**EXERCISE:** Every line below between the one holding "Target: black pole" and the one holding "Target: bird tail", inclusive, should be copied exactly, and no other line.

[Point localization data]
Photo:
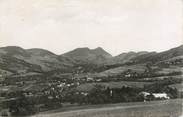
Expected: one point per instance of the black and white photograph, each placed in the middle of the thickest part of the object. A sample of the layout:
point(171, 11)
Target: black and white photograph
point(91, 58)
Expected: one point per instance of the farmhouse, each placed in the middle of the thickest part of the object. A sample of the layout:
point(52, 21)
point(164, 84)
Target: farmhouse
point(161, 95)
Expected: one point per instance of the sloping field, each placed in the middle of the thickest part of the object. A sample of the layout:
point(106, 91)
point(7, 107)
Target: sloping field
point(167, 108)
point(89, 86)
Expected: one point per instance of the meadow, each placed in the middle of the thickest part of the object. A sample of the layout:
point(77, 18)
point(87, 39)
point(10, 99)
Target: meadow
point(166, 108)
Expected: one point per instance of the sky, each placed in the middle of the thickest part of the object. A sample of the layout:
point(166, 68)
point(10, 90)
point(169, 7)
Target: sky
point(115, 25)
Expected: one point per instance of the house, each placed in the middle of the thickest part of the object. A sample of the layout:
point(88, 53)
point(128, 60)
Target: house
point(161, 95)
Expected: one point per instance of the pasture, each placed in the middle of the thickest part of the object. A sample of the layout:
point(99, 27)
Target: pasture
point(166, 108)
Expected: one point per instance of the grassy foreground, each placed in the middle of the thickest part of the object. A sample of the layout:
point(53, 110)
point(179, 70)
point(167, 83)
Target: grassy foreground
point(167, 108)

...

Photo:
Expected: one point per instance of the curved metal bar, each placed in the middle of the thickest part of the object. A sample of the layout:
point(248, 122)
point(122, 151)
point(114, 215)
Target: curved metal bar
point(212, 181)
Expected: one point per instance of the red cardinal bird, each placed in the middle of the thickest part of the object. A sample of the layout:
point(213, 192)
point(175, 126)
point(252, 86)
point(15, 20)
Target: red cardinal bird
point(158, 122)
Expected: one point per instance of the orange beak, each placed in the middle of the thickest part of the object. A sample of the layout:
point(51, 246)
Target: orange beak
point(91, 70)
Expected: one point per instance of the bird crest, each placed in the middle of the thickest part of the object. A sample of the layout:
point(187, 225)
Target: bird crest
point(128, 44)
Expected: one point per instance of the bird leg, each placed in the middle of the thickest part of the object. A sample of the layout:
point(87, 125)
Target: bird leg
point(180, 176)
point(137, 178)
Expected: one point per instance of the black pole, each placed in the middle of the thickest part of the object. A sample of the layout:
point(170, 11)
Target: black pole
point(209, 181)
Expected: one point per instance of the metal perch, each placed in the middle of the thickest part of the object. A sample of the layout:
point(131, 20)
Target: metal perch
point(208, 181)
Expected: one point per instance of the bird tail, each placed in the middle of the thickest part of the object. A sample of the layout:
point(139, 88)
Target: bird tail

...

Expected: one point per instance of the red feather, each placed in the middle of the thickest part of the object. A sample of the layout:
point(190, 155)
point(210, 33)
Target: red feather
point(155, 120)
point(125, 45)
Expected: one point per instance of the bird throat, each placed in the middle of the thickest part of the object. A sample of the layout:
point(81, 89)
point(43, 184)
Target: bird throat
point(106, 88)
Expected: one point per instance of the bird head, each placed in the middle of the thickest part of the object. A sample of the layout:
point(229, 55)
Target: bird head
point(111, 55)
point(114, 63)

**EXERCISE SOLUTION:**
Target: black pole
point(209, 181)
Expected: one point per instance of the metal perch, each placed in the middle of the thickest part of the object. A sample of the layout:
point(131, 20)
Target: metal perch
point(208, 181)
Expected: one point per instance of the bird tail, each placed in the middle of the thickest part of the object. A sample of the layout:
point(139, 88)
Target: bird tail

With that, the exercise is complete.